:: Required work ::
Retype precisely the section of the data that starts at the line containing "Target: wispy cloud" and runs to its final line, ends included.
----- Exercise data -----
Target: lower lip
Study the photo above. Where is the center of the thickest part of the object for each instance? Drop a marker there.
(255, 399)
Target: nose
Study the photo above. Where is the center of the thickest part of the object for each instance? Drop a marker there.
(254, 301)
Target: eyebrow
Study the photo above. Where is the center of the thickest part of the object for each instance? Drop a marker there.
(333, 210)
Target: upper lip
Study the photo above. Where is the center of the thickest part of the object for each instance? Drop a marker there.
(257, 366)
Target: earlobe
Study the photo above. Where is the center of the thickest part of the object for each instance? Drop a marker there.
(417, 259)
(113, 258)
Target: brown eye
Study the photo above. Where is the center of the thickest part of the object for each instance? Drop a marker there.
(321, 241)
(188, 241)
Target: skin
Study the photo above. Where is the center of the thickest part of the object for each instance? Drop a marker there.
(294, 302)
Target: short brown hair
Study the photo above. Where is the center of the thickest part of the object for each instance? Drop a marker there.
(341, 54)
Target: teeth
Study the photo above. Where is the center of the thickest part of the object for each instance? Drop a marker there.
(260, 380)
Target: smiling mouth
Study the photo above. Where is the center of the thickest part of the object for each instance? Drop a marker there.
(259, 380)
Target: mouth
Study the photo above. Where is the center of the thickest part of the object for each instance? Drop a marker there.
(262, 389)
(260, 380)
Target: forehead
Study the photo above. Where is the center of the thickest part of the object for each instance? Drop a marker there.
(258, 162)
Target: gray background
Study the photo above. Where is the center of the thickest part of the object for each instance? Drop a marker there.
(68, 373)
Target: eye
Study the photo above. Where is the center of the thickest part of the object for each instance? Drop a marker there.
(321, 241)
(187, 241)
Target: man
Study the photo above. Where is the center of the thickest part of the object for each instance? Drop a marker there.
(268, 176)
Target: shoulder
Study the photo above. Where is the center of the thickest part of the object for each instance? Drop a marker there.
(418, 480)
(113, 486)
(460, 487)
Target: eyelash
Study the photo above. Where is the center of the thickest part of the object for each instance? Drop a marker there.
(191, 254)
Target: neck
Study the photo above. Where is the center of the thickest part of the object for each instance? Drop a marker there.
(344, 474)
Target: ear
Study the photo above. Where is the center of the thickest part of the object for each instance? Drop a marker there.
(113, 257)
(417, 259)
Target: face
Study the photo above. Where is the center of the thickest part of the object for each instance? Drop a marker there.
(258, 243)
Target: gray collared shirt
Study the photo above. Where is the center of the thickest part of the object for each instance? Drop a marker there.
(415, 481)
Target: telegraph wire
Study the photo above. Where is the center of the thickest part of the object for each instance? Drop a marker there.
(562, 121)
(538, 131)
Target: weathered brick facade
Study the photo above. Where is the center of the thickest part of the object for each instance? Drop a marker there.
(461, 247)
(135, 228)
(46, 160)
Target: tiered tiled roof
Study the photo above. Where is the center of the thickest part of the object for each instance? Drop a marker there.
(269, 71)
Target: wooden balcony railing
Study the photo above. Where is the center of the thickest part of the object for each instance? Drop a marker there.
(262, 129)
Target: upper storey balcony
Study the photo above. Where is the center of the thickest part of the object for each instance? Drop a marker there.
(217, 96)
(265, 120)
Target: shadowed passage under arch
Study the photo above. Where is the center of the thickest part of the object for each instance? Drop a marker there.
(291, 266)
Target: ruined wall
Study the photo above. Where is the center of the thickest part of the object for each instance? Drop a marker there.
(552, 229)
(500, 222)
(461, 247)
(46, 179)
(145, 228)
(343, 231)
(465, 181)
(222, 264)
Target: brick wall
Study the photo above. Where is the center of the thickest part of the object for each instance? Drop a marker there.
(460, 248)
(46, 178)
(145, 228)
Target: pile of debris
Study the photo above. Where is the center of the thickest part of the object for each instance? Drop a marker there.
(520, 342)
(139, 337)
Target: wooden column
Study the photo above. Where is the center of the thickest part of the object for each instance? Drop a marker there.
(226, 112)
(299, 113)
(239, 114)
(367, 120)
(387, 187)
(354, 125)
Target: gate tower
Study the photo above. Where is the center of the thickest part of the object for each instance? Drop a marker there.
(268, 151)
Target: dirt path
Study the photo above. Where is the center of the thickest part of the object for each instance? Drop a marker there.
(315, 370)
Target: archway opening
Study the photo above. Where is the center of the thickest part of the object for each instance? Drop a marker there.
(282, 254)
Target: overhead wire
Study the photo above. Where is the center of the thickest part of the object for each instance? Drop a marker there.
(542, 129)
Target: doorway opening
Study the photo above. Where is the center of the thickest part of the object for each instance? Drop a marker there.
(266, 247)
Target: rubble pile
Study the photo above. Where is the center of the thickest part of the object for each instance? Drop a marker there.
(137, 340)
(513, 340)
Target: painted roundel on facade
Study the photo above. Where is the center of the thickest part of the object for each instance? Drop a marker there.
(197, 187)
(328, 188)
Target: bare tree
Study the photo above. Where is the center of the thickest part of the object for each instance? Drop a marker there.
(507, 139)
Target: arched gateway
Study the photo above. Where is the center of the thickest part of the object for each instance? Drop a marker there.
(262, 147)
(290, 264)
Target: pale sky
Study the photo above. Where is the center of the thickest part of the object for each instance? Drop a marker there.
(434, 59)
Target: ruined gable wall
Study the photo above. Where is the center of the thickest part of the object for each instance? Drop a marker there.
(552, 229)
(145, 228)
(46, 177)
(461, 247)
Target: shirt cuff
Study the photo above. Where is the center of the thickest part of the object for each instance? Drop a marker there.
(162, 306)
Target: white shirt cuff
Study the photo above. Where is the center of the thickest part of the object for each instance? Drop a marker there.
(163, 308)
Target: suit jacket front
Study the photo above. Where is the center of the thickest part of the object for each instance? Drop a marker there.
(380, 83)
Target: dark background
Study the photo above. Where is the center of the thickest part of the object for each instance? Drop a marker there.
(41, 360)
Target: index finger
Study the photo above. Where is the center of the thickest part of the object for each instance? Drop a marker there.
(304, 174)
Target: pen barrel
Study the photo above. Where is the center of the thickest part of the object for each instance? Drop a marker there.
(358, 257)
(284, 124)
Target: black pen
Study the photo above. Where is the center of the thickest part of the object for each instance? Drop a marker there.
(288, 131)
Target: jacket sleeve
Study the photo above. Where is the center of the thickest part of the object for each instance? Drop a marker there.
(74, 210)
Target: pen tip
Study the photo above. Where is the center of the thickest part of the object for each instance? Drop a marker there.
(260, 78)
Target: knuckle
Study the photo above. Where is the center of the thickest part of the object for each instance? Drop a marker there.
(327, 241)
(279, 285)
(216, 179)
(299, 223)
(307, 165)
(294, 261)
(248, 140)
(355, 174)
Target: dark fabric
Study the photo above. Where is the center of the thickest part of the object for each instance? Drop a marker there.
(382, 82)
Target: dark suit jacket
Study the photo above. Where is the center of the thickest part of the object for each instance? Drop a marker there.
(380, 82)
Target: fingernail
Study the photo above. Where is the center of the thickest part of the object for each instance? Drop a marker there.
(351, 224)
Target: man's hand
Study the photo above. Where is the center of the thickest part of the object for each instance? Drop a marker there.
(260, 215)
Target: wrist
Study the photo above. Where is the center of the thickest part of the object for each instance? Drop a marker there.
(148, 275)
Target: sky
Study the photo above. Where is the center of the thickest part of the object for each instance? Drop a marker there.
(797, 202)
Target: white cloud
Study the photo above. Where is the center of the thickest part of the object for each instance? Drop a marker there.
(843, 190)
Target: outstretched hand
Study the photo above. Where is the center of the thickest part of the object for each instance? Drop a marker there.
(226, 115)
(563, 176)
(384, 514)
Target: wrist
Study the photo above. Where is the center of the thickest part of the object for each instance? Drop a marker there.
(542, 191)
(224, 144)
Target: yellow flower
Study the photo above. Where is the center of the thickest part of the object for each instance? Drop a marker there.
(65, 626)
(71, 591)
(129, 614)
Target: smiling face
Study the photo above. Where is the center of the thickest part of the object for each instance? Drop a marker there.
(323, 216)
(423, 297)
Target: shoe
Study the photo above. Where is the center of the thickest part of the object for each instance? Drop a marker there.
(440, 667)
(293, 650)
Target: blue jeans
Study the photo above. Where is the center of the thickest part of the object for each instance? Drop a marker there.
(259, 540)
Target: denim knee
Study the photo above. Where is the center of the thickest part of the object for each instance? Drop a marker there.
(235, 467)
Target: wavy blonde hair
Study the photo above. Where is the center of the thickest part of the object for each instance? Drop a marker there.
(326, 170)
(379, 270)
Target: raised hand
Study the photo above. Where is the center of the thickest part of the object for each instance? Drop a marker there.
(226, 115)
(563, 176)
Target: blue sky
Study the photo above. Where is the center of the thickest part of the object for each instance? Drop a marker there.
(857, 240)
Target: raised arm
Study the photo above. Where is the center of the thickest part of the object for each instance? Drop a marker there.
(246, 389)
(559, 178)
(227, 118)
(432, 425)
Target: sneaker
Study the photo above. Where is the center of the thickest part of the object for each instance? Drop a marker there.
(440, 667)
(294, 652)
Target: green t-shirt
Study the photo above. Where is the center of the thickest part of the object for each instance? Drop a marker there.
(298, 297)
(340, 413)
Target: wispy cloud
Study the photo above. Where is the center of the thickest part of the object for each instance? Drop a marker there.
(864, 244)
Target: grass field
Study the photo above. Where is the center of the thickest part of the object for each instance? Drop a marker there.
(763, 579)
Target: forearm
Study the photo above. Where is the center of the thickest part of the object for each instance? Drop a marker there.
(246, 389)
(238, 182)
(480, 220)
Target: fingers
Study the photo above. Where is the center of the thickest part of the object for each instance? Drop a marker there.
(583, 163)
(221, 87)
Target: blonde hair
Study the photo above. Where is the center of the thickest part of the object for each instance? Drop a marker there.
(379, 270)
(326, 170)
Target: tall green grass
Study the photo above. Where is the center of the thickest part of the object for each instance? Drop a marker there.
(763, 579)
-----
:: The response ::
Target: wispy cloud
Study the photo above. Where is the center of the thickest part of the object for each instance? Drop a marker there.
(864, 244)
Target: grass field
Study the photo above. Where is the center of the thickest part of the object for each instance? Drop a marker there.
(763, 579)
Target: forearm
Study the photo above. Where is the center of the thickest part of the object for each instance? Drop a marker there.
(246, 389)
(238, 182)
(480, 220)
Target: fingers
Study the photo above. Where is the center of the thickest part of the object for each instance? Drop a marker there.
(583, 163)
(221, 87)
Target: blonde hair
Study the photo above. Where is the center of the thickest part of the object for each instance? Drop a marker there.
(379, 270)
(326, 170)
Target: tall green grass
Study the photo above. Where is the center of the thickest part of the object for each instance? Drop a marker there.
(763, 579)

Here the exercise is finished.